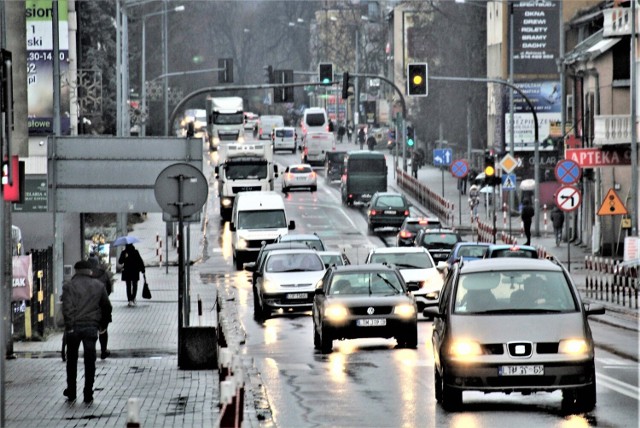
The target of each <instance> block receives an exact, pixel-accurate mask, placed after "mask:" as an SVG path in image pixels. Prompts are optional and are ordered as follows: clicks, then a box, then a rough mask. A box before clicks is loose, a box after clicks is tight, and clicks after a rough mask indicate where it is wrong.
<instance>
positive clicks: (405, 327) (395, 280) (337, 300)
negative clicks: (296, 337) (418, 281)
mask: <svg viewBox="0 0 640 428" xmlns="http://www.w3.org/2000/svg"><path fill="white" fill-rule="evenodd" d="M415 289H417V287H416V288H412V287H407V285H406V284H405V282H404V280H403V279H402V275H401V274H400V271H399V270H398V269H397V268H396V267H394V266H390V265H386V264H380V263H376V264H368V265H348V266H330V267H329V268H328V269H327V270H326V272H325V274H324V276H323V277H322V279H321V280H320V281H318V283H317V284H316V287H315V296H314V299H313V345H314V347H315V348H316V349H319V350H320V351H321V352H322V353H323V354H326V353H330V352H331V350H332V349H333V341H334V340H340V339H355V338H365V337H382V338H390V337H395V339H396V340H397V341H398V346H399V347H406V348H416V347H417V346H418V324H417V322H418V318H417V310H418V309H417V306H416V301H415V298H414V297H413V295H411V294H410V292H409V291H410V290H411V291H413V290H415Z"/></svg>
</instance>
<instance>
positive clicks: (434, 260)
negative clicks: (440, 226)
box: [415, 229, 462, 264]
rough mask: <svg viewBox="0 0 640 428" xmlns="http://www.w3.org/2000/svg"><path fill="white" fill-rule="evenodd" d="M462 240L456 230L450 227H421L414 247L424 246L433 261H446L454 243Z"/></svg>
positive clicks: (449, 254) (456, 242)
mask: <svg viewBox="0 0 640 428" xmlns="http://www.w3.org/2000/svg"><path fill="white" fill-rule="evenodd" d="M458 242H462V237H461V236H460V234H459V233H458V232H456V231H455V230H451V229H422V230H420V231H419V232H418V235H417V236H416V239H415V246H416V247H424V248H426V249H427V250H428V251H429V254H431V257H432V258H433V261H434V262H436V264H437V263H438V262H443V261H447V259H448V258H449V255H450V254H451V250H452V249H453V246H454V245H456V243H458Z"/></svg>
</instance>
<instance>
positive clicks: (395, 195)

## WHAT YOU NEED TO DO
Exact repetition is required for the lines from the first one in the listing through the one that holds "negative clicks: (440, 226)", and pictures are to be omitted.

## RESPONSE
The target of each <instance> block receives an exact, pixel-accurate mask, placed after "mask:" as an SVG path in image pixels. Prompts are optional and are ordered as follows: clicks, then a box, then a rough mask. A box before clicks is loose, a box after clicks is tight, and clicks after a rough mask indicate where it is wrong.
<instance>
positive clicks: (405, 327) (395, 280) (337, 300)
negative clicks: (296, 337) (418, 281)
mask: <svg viewBox="0 0 640 428" xmlns="http://www.w3.org/2000/svg"><path fill="white" fill-rule="evenodd" d="M415 289H417V287H416V288H412V287H407V285H406V284H405V282H404V280H403V279H402V275H401V274H400V271H399V270H398V269H397V268H396V267H394V266H390V265H386V264H380V263H376V264H368V265H348V266H330V267H329V268H328V269H327V270H326V272H325V274H324V276H323V277H322V279H321V280H320V281H318V283H317V284H316V287H315V296H314V299H313V345H314V347H315V348H316V349H319V350H320V351H321V352H322V353H323V354H326V353H330V352H331V350H332V349H333V341H334V340H340V339H355V338H365V337H382V338H390V337H395V339H396V340H397V341H398V346H399V347H406V348H416V347H417V346H418V324H417V322H418V318H417V310H418V309H417V306H416V301H415V298H414V297H413V295H411V294H410V292H409V291H410V290H411V291H413V290H415Z"/></svg>
</instance>
<instance>
positive clicks: (434, 260)
negative clicks: (440, 226)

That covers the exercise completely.